Please reproduce the items from the line containing "indicate the building" through the end of the items, copying every line of wording as it stands and raising each coordinate in the answers by 43.
==== Items
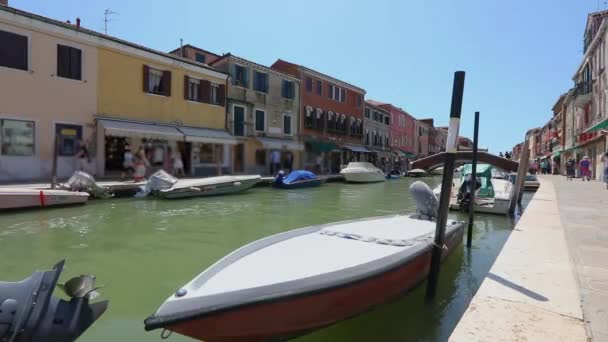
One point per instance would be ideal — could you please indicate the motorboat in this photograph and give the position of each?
(492, 195)
(295, 282)
(417, 173)
(166, 186)
(362, 172)
(18, 198)
(297, 179)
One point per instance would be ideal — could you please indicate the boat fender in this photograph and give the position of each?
(426, 201)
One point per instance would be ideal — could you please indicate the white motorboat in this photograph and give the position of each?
(362, 172)
(493, 195)
(166, 186)
(18, 198)
(291, 283)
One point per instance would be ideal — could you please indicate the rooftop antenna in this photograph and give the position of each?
(106, 14)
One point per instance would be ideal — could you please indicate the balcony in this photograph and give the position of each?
(582, 93)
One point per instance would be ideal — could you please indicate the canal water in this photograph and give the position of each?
(142, 250)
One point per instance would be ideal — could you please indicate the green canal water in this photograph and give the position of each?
(142, 250)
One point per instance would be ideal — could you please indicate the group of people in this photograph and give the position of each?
(138, 165)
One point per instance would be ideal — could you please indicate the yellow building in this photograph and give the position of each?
(163, 103)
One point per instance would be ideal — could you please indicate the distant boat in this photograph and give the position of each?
(18, 198)
(417, 173)
(362, 172)
(297, 179)
(166, 186)
(292, 283)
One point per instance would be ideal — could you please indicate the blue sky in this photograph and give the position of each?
(519, 55)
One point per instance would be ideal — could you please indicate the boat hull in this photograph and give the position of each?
(226, 188)
(292, 315)
(31, 198)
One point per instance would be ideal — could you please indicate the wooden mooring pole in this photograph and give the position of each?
(522, 170)
(474, 171)
(446, 184)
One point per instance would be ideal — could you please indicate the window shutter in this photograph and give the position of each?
(204, 91)
(167, 82)
(222, 95)
(146, 78)
(186, 87)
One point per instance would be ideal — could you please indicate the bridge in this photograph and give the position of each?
(437, 160)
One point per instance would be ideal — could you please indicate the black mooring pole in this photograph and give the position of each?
(446, 183)
(474, 171)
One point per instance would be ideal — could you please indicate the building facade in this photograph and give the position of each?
(331, 121)
(376, 136)
(48, 94)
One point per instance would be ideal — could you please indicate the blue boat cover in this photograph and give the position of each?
(298, 175)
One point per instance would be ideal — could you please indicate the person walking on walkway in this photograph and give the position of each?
(585, 168)
(570, 169)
========
| Written solution |
One point per instance would be ideal — could you please indicate the building facade in this photograph and give the position of each?
(374, 164)
(419, 179)
(91, 137)
One point per instance would be ideal — could you please indicate the blue boat cover in this photograph and give the position of each?
(341, 218)
One point per instance would be ideal — could you please indicate the person walking on walkway in this photograph and give the position of each?
(628, 211)
(613, 212)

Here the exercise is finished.